The character’s belting ballad, Memory, is the show’s standout number and Jennifer Hudson sinks her claws into each tremulous word on screen, tears streaming as she confides, “I remember the time I knew what happiness was,” before the inevitable key change tips her over the edge into fullblooded caterwaul of the broken-hearted. Hooper’s strangely sensual extravaganza revels in the sight of cast members rubbing themselves up against each other in purring rhapsody or arching backs to the choreography of Andy Blankenbuehler, who won a Tony Award for Hamilton.
ORDINARY LOVE (12A)
Lesley Manville and Liam Neeson deliver compelling performances as a married couple in turmoil in Lisa Barros D’Sa and Glenn Leyburn’s intimate drama based on a script by Northern Irish playwright Owen McCafferty. Tracing a familiar narrative arc, Ordinary Love elegantly captures the minutiae of daily life for a wife and husband, who fondly accept each other’s foibles and find comfort in the easy silences that punctuate their domestic routine. Lasting affection resonates in moments of the mundane – her saucy addition to a soup recipe, a seemingly benign conversation about his fruit and vegetable intake during a weekly visit to the supermarket. The opening 15 minutes encourages us to cosy up to the lead characters in their suburban bubble before giant ripples from a cancer diagnosis test the strength of marital bonds.
STAR WARS EPISODE IX: THE RISE OF SKYWALKER (12A)
Director JJ Abrams preached to the converted in 2015 with The Force Awakens and, in this ninth and final chapter of the saga, he provides generations of expectant
Padawans and Sith apprentices with the nostalgia-saturated swansong they desperately crave. Loose plot threads are tied neatly and heartstrings plucked as friendships and gently simmering romances threaten to become collateral damage of a bloodthirsty war against the First Order. It’s not always the most elegant film-making. The opening 20 minutes are extremely clunky, plot gears grinding furiously with a dewy-eyed denouement in mind. However, when planets align, Abrams delivers rousing action sequences, including one of the series’ most visually stunning lightsaber duels, and he engineers a fitting farewell to the late Carrie Fisher using unreleased footage.
MOTHERLESS BROOKLYN (15)
Identity, corruption and politics are themes at the heart of a slow-burning thriller written, directed, produced by and starring Edward Norton. It has taken the Fight Club star 20 years to bring his project, based on Jonathan Lethem’s landmark 1999 novel of the same name, to our screens. Interestingly, he’s made the decision to scrap the original late 1990s setting in favour of the 1950s. Norton’s striking, meticulous performance is the film’s greatest strength. There’s no denying that Motherless Brooklyn is starkly different to anything else I’ve seen lately but, tellingly, it isn’t particularly memorable.
KNIVES OUT (12A)
Writer-director Rian Johnson pays loving tribute to Agatha Christie with a tongue-incheek country house whodunit. Knives Out assembles a starry cast of prime suspects including Chris Evans, Jamie Lee Curtis, Toni Collette and Michael Shannon and cleverly conceals the murderer’s identity until a classic final act reveal. Johnson’s script lovingly embraces the tropes of a murder mystery while fishing for red herrings, assembling the accused in a wood-panelled drawing room for a private detective’s pithy summation replete with overlapping flashbacks. Curiously, the film’s weakest link is the brilliant mind in charge of the case: a sleuth played by Daniel Craig with a hammy accent fried in the Deep South. Pieces of Johnson’s elaborate puzzle slot satisfyingly into place as the ensemble cast have fun with their colourful roles.
FROZEN II (U)
According to lovable snowman Olaf (voiced by Josh Gad), who is a permafrosted font of wisdom about the natural world, water has memory. Considering that audiences who flocked to the original Frozen are largely made of water, it’s safe to assume that their memories of Chris Buck and Jennifer Lee’s Oscar-winning adventure will ebb and flow throughout this visually stunning sequel to the highest-grossing animated film of all time. Disney’s platoons of digital wizards repeatedly quench our thirst with jawdropping set pieces, including a thrilling gallop over crashing waves of an angry sea astride an untamed water horse.

Collected material:
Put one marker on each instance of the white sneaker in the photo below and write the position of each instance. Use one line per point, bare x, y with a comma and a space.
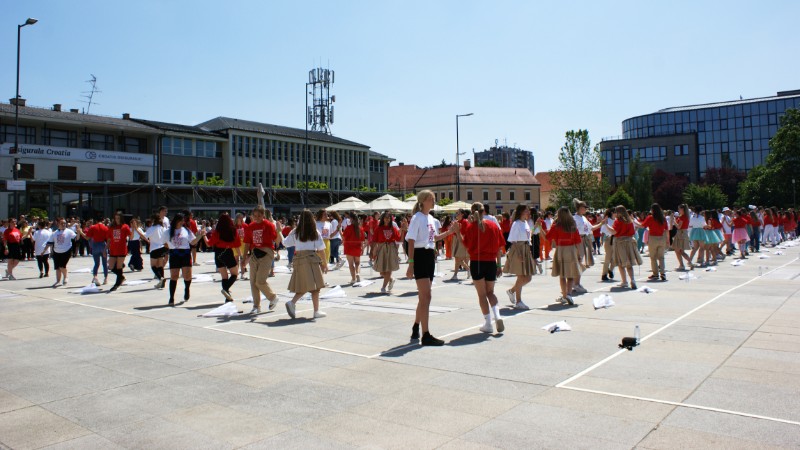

Assignment 1:
List every film title that appears as a heading in the film reviews, along with the rating in parentheses beside it.
Assignment 2:
Please write out the part of the film reviews from "MOTHERLESS BROOKLYN (15)" to "KNIVES OUT (12A)".
You can set the material aside; it isn't needed.

Output 1:
- ORDINARY LOVE (12A)
- STAR WARS EPISODE IX: THE RISE OF SKYWALKER (12A)
- MOTHERLESS BROOKLYN (15)
- KNIVES OUT (12A)
- FROZEN II (U)

Output 2:
MOTHERLESS BROOKLYN (15)
Identity, corruption and politics are themes at the heart of a slow-burning thriller written, directed, produced by and starring Edward Norton. It has taken the Fight Club star 20 years to bring his project, based on Jonathan Lethem’s landmark 1999 novel of the same name, to our screens. Interestingly, he’s made the decision to scrap the original late 1990s setting in favour of the 1950s. Norton’s striking, meticulous performance is the film’s greatest strength. There’s no denying that Motherless Brooklyn is starkly different to anything else I’ve seen lately but, tellingly, it isn’t particularly memorable.
KNIVES OUT (12A)